** Set problem **
Convert the lines below into a Markdown table with two columns, No. and Line. Number each row and skip any blank lines.

• • • •

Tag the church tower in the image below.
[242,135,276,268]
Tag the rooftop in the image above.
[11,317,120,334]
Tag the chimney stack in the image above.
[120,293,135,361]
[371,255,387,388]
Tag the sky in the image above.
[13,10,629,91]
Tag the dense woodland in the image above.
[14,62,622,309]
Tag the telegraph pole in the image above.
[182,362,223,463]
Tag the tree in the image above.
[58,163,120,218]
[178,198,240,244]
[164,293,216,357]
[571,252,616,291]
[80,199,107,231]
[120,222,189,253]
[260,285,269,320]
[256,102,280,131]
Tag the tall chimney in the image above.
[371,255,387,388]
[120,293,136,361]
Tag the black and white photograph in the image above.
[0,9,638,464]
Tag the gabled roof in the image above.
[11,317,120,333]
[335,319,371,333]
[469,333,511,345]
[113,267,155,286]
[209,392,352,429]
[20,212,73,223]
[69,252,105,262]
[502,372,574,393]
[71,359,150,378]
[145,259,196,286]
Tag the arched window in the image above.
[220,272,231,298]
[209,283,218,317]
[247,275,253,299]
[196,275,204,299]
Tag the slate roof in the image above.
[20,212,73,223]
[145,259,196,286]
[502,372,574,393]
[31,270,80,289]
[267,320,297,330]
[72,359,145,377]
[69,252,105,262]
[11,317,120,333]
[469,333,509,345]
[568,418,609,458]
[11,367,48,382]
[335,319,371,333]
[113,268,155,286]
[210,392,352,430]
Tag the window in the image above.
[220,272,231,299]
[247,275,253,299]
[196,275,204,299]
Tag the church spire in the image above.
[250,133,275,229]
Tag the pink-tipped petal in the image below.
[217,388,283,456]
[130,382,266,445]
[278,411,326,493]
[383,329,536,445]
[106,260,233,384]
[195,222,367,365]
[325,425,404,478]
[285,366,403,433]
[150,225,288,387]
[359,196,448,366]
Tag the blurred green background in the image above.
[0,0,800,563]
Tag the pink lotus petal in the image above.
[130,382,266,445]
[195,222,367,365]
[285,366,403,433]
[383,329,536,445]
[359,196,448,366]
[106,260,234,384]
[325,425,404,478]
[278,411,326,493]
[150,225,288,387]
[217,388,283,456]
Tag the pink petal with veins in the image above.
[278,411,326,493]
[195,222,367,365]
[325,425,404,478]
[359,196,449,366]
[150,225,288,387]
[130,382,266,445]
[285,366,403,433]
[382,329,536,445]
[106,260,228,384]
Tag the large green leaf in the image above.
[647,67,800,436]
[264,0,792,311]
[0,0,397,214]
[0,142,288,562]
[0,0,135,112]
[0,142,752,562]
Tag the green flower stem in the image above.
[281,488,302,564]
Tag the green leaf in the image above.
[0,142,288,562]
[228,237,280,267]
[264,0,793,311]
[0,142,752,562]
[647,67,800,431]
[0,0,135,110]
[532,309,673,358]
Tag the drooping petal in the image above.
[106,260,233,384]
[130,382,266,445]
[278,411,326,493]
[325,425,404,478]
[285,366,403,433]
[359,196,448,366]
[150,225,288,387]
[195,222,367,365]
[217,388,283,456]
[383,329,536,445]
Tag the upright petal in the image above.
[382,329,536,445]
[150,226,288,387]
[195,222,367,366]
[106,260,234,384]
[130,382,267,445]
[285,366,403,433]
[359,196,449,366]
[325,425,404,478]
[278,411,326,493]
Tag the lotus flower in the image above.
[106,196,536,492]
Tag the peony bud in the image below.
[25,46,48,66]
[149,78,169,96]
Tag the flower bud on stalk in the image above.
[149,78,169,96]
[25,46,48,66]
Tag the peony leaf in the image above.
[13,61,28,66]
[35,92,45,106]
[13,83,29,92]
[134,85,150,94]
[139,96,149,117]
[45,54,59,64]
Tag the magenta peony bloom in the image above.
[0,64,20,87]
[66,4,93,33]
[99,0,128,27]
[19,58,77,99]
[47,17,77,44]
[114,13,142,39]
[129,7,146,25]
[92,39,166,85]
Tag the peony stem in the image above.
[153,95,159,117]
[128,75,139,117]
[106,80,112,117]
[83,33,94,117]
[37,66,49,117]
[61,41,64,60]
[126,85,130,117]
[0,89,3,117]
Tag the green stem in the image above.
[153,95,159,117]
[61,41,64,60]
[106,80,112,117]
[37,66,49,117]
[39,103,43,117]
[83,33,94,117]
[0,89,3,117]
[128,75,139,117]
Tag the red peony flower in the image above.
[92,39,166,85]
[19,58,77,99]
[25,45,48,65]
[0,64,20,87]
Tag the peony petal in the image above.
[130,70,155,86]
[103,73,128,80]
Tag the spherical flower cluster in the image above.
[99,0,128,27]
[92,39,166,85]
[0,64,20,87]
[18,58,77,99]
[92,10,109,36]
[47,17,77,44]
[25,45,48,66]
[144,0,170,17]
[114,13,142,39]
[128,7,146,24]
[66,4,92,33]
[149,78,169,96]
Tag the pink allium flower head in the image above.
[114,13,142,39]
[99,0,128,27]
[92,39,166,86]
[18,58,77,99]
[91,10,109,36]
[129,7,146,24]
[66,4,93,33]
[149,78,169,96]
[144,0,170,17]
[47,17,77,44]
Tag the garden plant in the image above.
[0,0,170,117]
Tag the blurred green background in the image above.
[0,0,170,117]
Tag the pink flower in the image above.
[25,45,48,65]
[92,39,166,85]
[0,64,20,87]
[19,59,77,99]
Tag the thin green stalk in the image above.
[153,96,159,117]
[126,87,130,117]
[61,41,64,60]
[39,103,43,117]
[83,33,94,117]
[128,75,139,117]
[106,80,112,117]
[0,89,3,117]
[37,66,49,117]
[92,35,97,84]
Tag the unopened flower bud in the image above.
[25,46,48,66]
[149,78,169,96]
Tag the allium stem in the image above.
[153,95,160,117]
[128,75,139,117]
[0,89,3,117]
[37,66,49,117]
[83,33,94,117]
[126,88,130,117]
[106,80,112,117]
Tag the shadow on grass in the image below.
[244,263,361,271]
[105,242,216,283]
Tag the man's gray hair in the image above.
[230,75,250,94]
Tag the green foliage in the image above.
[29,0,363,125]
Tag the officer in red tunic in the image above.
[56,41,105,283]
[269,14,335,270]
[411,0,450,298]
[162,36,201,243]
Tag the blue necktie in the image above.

• • • •

** Exercise response **
| No. | Line |
|---|---|
| 1 | Tag the church tower in the image below. |
| 2 | [242,135,276,268] |
| 3 | Tag the rooftop in the image above. |
| 4 | [11,317,120,334] |
| 5 | Tag the chimney stack in the image above. |
| 6 | [120,293,135,361] |
| 7 | [371,255,387,388] |
| 8 | Tag the sky in the image above. |
| 9 | [13,10,629,91] |
| 10 | Tag the dense woodland in the image above. |
| 11 | [14,62,622,309] |
| 12 | Tag the telegraph pole in the image above. |
| 13 | [182,362,223,463] |
| 14 | Tag the tree in the image above. |
| 15 | [58,163,120,218] |
| 16 | [178,198,240,244] |
| 17 | [164,293,216,357] |
| 18 | [571,252,616,291] |
| 19 | [80,199,107,231] |
| 20 | [120,222,189,253] |
| 21 | [260,285,269,320] |
| 22 | [256,102,280,131] |
| 23 | Tag the tall chimney in the image above. |
| 24 | [371,255,387,388] |
| 25 | [120,293,136,361] |
| 26 | Tag the black and white photograph in the image above. |
| 27 | [0,9,638,464] |
| 28 | Tag the gabled roof in the image above. |
| 29 | [11,317,120,333] |
| 30 | [335,319,371,333] |
| 31 | [469,333,511,345] |
| 32 | [113,267,155,286] |
| 33 | [209,392,352,429] |
| 34 | [20,212,73,223] |
| 35 | [69,252,105,262] |
| 36 | [502,372,574,393] |
| 37 | [71,359,150,378] |
| 38 | [145,259,196,286] |
| 39 | Tag the arched window in the image above. |
| 40 | [220,272,231,298] |
| 41 | [209,283,218,317] |
| 42 | [247,275,253,299] |
| 43 | [196,275,204,299] |
| 44 | Tag the slate roof in the image above. |
| 45 | [20,212,73,223] |
| 46 | [145,259,196,286] |
| 47 | [502,372,574,393] |
| 48 | [31,270,80,289] |
| 49 | [267,320,297,330] |
| 50 | [72,359,145,377] |
| 51 | [69,252,105,262] |
| 52 | [11,317,120,333] |
| 53 | [469,333,509,345] |
| 54 | [568,418,609,458] |
| 55 | [11,367,48,382] |
| 56 | [335,319,371,333] |
| 57 | [113,268,155,286] |
| 58 | [210,392,352,430] |
| 59 | Tag the window in the image above. |
| 60 | [220,272,231,299] |
| 61 | [247,275,253,299] |
| 62 | [196,275,204,299] |
| 63 | Tag the church spire in the image above. |
| 64 | [250,133,275,229] |
| 65 | Tag the pink-tipped petal in the image below. |
| 66 | [217,388,283,456] |
| 67 | [130,382,266,445] |
| 68 | [278,411,326,493] |
| 69 | [383,329,536,445] |
| 70 | [106,260,233,384] |
| 71 | [195,222,367,365] |
| 72 | [325,425,404,478] |
| 73 | [285,366,403,433] |
| 74 | [150,225,288,387] |
| 75 | [359,196,448,366] |
| 76 | Tag the blurred green background in the image above. |
| 77 | [0,0,800,563] |
| 78 | Tag the pink lotus petal in the image above. |
| 79 | [130,382,266,445] |
| 80 | [195,222,367,365] |
| 81 | [285,366,403,433] |
| 82 | [383,329,536,445] |
| 83 | [359,196,448,366] |
| 84 | [106,260,234,384] |
| 85 | [325,425,404,478] |
| 86 | [278,411,326,493] |
| 87 | [150,225,288,387] |
| 88 | [217,388,283,456] |
| 89 | Tag the pink petal with veins in the image above. |
| 90 | [278,411,326,493] |
| 91 | [195,222,367,365] |
| 92 | [325,425,404,478] |
| 93 | [359,196,449,366] |
| 94 | [150,225,288,387] |
| 95 | [130,382,266,445] |
| 96 | [285,366,403,433] |
| 97 | [382,329,536,445] |
| 98 | [106,260,228,384] |
| 99 | Tag the large green leaf in the image above. |
| 100 | [647,67,800,436] |
| 101 | [264,0,792,311] |
| 102 | [0,0,397,214] |
| 103 | [0,142,288,562] |
| 104 | [0,0,135,112] |
| 105 | [0,142,752,562] |
| 106 | Tag the green flower stem in the image above. |
| 107 | [281,488,302,564] |
| 108 | Tag the green leaf in the image above. |
| 109 | [0,142,288,562] |
| 110 | [228,237,280,267] |
| 111 | [264,0,793,311] |
| 112 | [0,142,752,562] |
| 113 | [647,67,800,431] |
| 114 | [0,0,135,110] |
| 115 | [532,309,673,358] |
| 116 | Tag the drooping petal in the image above. |
| 117 | [106,260,233,384] |
| 118 | [130,382,266,445] |
| 119 | [278,411,326,493] |
| 120 | [325,425,404,478] |
| 121 | [285,366,403,433] |
| 122 | [359,196,448,366] |
| 123 | [150,225,288,387] |
| 124 | [195,222,367,365] |
| 125 | [217,388,283,456] |
| 126 | [383,329,536,445] |
| 127 | Tag the upright petal in the image above. |
| 128 | [382,329,536,445] |
| 129 | [150,226,288,387] |
| 130 | [195,222,367,366] |
| 131 | [106,260,234,384] |
| 132 | [130,382,267,445] |
| 133 | [285,366,403,433] |
| 134 | [359,196,449,366] |
| 135 | [325,425,404,478] |
| 136 | [278,411,326,493] |
| 137 | Tag the lotus flower in the image above. |
| 138 | [106,196,536,492] |
| 139 | Tag the peony bud in the image below. |
| 140 | [25,46,48,66] |
| 141 | [149,78,169,96] |
| 142 | Tag the flower bud on stalk in the image above. |
| 143 | [149,78,169,96] |
| 144 | [25,46,48,66] |
| 145 | Tag the peony leaf in the image above. |
| 146 | [13,61,28,66] |
| 147 | [35,92,45,106] |
| 148 | [13,83,29,92] |
| 149 | [134,85,150,94] |
| 150 | [139,96,149,117] |
| 151 | [45,54,59,64] |
| 152 | Tag the magenta peony bloom in the image above. |
| 153 | [0,64,20,87] |
| 154 | [66,4,93,33] |
| 155 | [99,0,128,27] |
| 156 | [19,58,77,99] |
| 157 | [47,17,77,44] |
| 158 | [114,13,142,39] |
| 159 | [129,7,146,25] |
| 160 | [92,39,166,85] |
| 161 | Tag the peony stem in the image above. |
| 162 | [153,95,159,117] |
| 163 | [128,75,139,117] |
| 164 | [106,80,112,117] |
| 165 | [83,33,94,117] |
| 166 | [37,66,49,117] |
| 167 | [61,41,64,60] |
| 168 | [126,85,130,117] |
| 169 | [0,89,3,117] |
| 170 | Tag the green stem in the image above. |
| 171 | [153,95,159,117] |
| 172 | [61,41,64,60] |
| 173 | [106,80,112,117] |
| 174 | [37,66,49,117] |
| 175 | [39,103,43,117] |
| 176 | [83,33,94,117] |
| 177 | [0,89,3,117] |
| 178 | [128,75,139,117] |
| 179 | Tag the red peony flower in the image above. |
| 180 | [92,39,166,85] |
| 181 | [19,58,77,99] |
| 182 | [25,45,48,65] |
| 183 | [0,64,20,87] |
| 184 | Tag the peony petal in the image above. |
| 185 | [130,70,155,86] |
| 186 | [103,73,128,80] |
| 187 | Tag the spherical flower cluster in the image above. |
| 188 | [99,0,128,27] |
| 189 | [92,39,166,85] |
| 190 | [0,64,20,87] |
| 191 | [18,58,77,99] |
| 192 | [92,10,109,36] |
| 193 | [47,17,77,44] |
| 194 | [25,45,48,66] |
| 195 | [144,0,170,17] |
| 196 | [114,13,142,39] |
| 197 | [128,7,146,24] |
| 198 | [66,4,92,33] |
| 199 | [149,78,169,96] |
| 200 | Tag the pink allium flower head in the image above. |
| 201 | [114,13,142,39] |
| 202 | [99,0,128,27] |
| 203 | [92,39,166,86] |
| 204 | [18,58,77,99] |
| 205 | [91,10,109,36] |
| 206 | [129,7,146,24] |
| 207 | [66,4,93,33] |
| 208 | [149,78,169,96] |
| 209 | [144,0,170,17] |
| 210 | [47,17,77,44] |
| 211 | Tag the garden plant in the image above. |
| 212 | [0,0,170,117] |
| 213 | Tag the blurred green background in the image above. |
| 214 | [0,0,170,117] |
| 215 | Tag the pink flower in the image above. |
| 216 | [25,45,48,65] |
| 217 | [92,39,166,85] |
| 218 | [0,64,20,87] |
| 219 | [19,59,77,99] |
| 220 | Tag the thin green stalk in the image above. |
| 221 | [153,96,159,117] |
| 222 | [126,87,130,117] |
| 223 | [61,41,64,60] |
| 224 | [39,103,43,117] |
| 225 | [83,33,94,117] |
| 226 | [128,75,139,117] |
| 227 | [106,80,112,117] |
| 228 | [0,89,3,117] |
| 229 | [37,66,49,117] |
| 230 | [92,35,97,84] |
| 231 | Tag the unopened flower bud in the image above. |
| 232 | [25,46,48,66] |
| 233 | [149,78,169,96] |
| 234 | Tag the allium stem in the image above. |
| 235 | [153,95,160,117] |
| 236 | [128,75,139,117] |
| 237 | [0,89,3,117] |
| 238 | [37,66,49,117] |
| 239 | [83,33,94,117] |
| 240 | [126,88,130,117] |
| 241 | [106,80,112,117] |
| 242 | Tag the shadow on grass in the image below. |
| 243 | [244,263,361,271] |
| 244 | [105,242,216,283] |
| 245 | Tag the man's gray hair in the image above. |
| 246 | [230,75,250,94] |
| 247 | Tag the green foliage in the image above. |
| 248 | [29,0,363,125] |
| 249 | Tag the officer in red tunic in the image above. |
| 250 | [56,41,105,283] |
| 251 | [269,14,335,270] |
| 252 | [411,0,450,298] |
| 253 | [162,36,201,243] |
| 254 | Tag the blue necktie in the image above. |